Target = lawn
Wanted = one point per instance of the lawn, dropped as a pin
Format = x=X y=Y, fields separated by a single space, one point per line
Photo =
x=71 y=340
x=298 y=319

==

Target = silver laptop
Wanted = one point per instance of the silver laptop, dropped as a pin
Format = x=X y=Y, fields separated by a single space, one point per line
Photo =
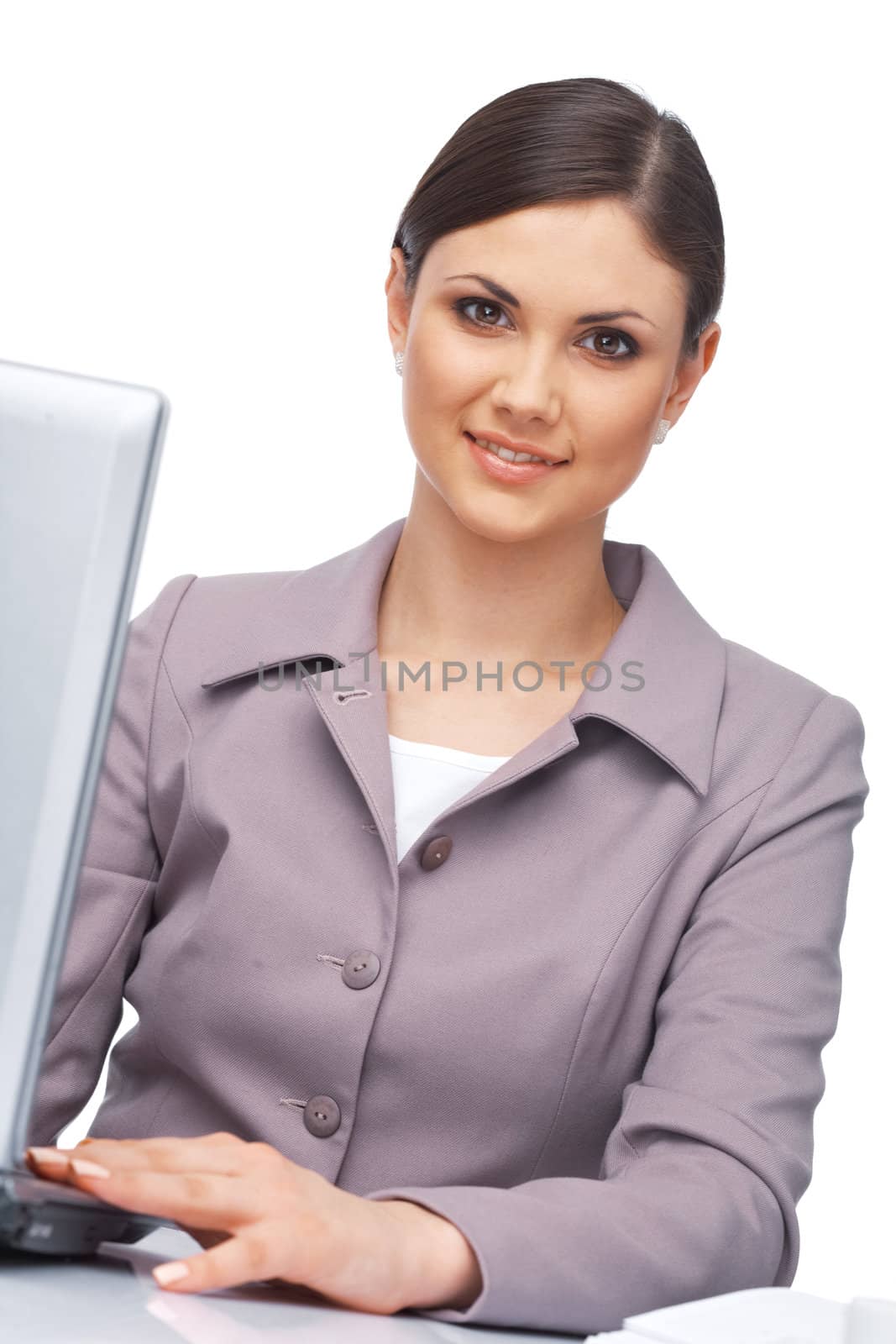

* * *

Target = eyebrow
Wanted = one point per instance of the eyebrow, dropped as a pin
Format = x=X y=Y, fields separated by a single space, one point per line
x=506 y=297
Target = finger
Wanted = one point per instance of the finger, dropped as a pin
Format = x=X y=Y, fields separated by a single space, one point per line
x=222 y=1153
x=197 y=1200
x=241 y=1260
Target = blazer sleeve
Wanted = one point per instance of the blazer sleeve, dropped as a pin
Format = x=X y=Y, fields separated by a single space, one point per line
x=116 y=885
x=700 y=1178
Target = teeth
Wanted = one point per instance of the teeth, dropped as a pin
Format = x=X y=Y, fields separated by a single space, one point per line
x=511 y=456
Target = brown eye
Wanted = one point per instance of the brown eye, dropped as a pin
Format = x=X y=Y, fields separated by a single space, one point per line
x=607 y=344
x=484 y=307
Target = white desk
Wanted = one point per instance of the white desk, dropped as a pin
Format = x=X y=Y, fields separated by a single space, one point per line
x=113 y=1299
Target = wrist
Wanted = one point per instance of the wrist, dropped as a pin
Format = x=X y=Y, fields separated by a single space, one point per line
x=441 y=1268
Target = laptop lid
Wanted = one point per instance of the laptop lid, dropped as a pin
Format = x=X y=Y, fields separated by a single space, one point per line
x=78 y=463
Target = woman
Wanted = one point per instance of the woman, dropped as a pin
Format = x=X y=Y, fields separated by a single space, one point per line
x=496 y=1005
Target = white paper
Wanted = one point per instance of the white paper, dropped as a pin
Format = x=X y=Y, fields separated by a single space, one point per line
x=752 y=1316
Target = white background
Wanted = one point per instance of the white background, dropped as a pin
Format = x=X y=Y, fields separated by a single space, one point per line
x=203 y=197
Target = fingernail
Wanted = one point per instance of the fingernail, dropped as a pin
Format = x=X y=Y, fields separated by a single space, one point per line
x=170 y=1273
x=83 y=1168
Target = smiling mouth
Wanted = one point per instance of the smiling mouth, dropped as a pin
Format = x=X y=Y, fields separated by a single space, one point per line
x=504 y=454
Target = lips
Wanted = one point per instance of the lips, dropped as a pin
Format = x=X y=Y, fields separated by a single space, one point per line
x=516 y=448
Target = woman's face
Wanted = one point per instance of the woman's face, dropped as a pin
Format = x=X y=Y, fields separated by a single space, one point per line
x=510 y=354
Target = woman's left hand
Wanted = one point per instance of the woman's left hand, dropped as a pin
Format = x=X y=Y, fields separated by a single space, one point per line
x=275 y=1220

## TASK STATEMENT
Search the entries for the string "lawn" and return each line where it turns up.

## ANSWER
Target = lawn
Wanted = one point per instance of the lawn, dropped as a pin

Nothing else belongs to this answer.